Copy each of the rows below word for word, omitting the pictures from your answer.
[start of Source data]
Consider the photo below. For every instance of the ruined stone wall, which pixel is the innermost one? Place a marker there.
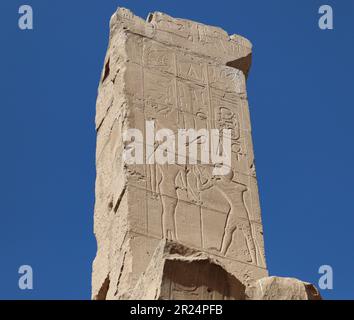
(179, 74)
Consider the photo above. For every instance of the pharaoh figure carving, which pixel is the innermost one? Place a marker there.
(176, 74)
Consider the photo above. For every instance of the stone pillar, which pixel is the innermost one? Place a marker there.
(174, 74)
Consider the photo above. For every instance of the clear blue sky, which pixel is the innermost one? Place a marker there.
(300, 89)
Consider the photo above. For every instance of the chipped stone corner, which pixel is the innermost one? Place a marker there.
(175, 231)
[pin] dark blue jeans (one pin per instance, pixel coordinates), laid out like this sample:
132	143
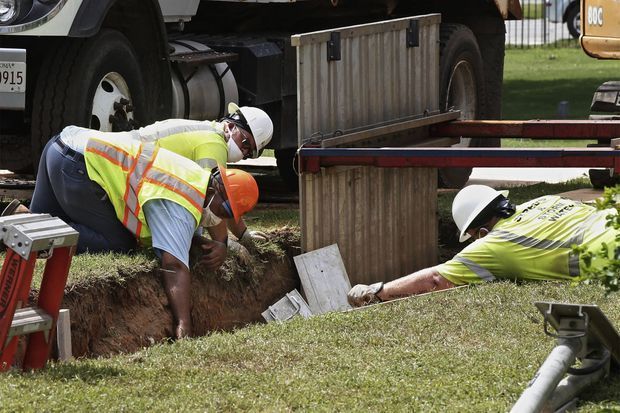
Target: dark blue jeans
[end of Source data]
**Completed task:**
Consider the photo below. For every instance of the ruined stone wall, which pixel is the innermost one? Place a marker there.
(179, 74)
Consider the photo above. For every instance of the pharaoh figure carving, which pixel is the innermost one? Place a marker there.
(176, 74)
Consider the photo above. For every instance of the stone pillar, which pixel is the innermost one? Place a marker there.
(174, 74)
Consider the photo above. For every instance of the clear blue sky, which pixel is the innermost one? Place a marker there.
(300, 89)
Consider the photo above. For every instance of the chipped stone corner, which pixel is the innermost one? Place a marker there.
(175, 231)
[pin] dark blue jeans (one pin per instance, pixel coordinates), laid out like this sample:
132	143
Target: dark blue jeans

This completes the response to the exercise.